■ Exercício ■
Reescreva o trecho do texto sobre fotografia de surf entre "Está um dia" e "realmente o salitre.", inclusive, trocando "Carcavelos" por "Costa da Caparica".

■ Texto de leitura ■

╔══

Está um dia de Verão em Carcavelos, o areal enche-se de banhistas, logo ali alinham-se pranchas, pela água vão sonhos e coreografias dos surfistas, tal como pela mesa da nossa esplanada. Mas, aqui, a nossa prancha é um livro e é nele que surfamos um imenso mar. André Carvalho, surfista-fotógrafo e mentor deste Salitre, já em terceiro volume, vai-nos apontando detalhes de todo este país à beira-mar. Na ondulação das páginas, e nos olhos de André, rebentam ondas, saltam surfistas. Sentimos nos dedos as imagens, cheiramos o óleo da impressão, e, à força do mar e da imaginação, sentimos realmente o salitre.
“Estávamos na pandemia e estava farto de fazer slideshows para o raio do Instagram”, diz André, mentor desta “paixão” e “aventura” (árdua, diga-se) que é produzir um livro em papel, “de capa dura, bom papel, boas fotografias, boa impressão”, para “eternizar” o “surf no seu estado puro”. Cresceu com a fotografia (o seu pai é o fotojornalista Luiz Carvalho), licenciou-se em design gráfico e, claro, fez e faz muito surf. Começaria a fotografar snowboad, depois a publicar em revistas de surf, foi o fotógrafo escolhido em 2014 para acompanhar Garrett McNamara, lançaria depois um livro de fotografia de viagens, Navegar é Preciso. Ficou o bichinho e o amor ao papel.
“Não acredito que o digital substitua esta eternidade”, diz André, 48 anos, num tempo em que as redes estão “inundadas por milhões de imagens de surf e mar”. Mas é tudo rápido demais. “Há aqui fotografias que têm de ser impressas para se apreciarem os detalhes”, defende, sendo também o paginador e designer do livro. Já não havendo revistas de surf em papel no país, esta busca da eternidade física do momento aparentemente fugaz levou-o a juntar um colectivo, que dá também pelo nome de Salitre, com grandes fotógrafos da área, “cada um com a sua personalidade”, e espalhados pelo país: ele, que vive pela Linha de Cascais, com saltos à costa alentejana, “o Breck [João Bracourt], que está no Algarve, o Pedro Mestre, pela Ericeira, o Hélio António na Nazaré, o Tó Mané [que se celebrizou mundialmente com uma grande onda de McNamara], pelo Porto. Mas, às vezes, entramos nas zonas uns dos outros”, sorri André.
As perspectivas de cada um também são diferentes. Se André anda sempre de olho nos surfistas, Hélio António, 45 anos, que se junta à conversa, é fascinado pela onda. Free surfer tornado fotógrafo, confessa-se obcecado pela “onda perfeita a quebrar com uma luz bonita, ambiente, contexto”. “O meu foco era simplesmente a onda, a minha fotografia partiu desse princípio”, diz. “O que quero captar é que quem veja aquela imagem pense ‘eu devia ter estado ali naquele dia’. É aquela sensação que tinha antigamente quando folheava uma revista, ‘eia, que onda do caraças, quem me dera tê-la surfado’”, remata.

╚══

■ Conteúdo dos dados ■
╔══

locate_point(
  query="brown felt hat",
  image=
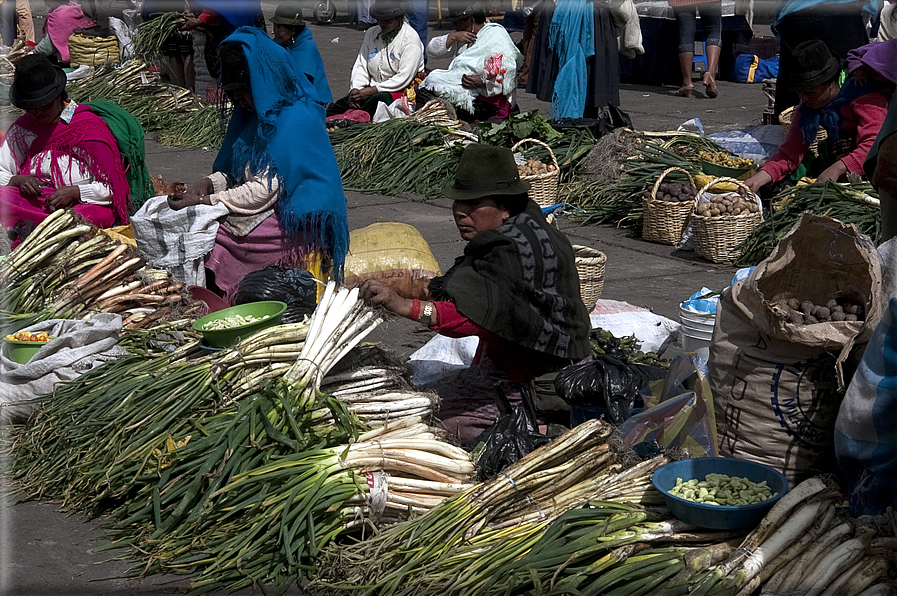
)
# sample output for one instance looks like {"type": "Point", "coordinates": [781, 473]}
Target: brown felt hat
{"type": "Point", "coordinates": [485, 171]}
{"type": "Point", "coordinates": [814, 64]}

╚══

■ Resposta do exercício ■
Está um dia de Verão em Costa da Caparica, o areal enche-se de banhistas, logo ali alinham-se pranchas, pela água vão sonhos e coreografias dos surfistas, tal como pela mesa da nossa esplanada. Mas, aqui, a nossa prancha é um livro e é nele que surfamos um imenso mar. André Carvalho, surfista-fotógrafo e mentor deste Salitre, já em terceiro volume, vai-nos apontando detalhes de todo este país à beira-mar. Na ondulação das páginas, e nos olhos de André, rebentam ondas, saltam surfistas. Sentimos nos dedos as imagens, cheiramos o óleo da impressão, e, à força do mar e da imaginação, sentimos realmente o salitre.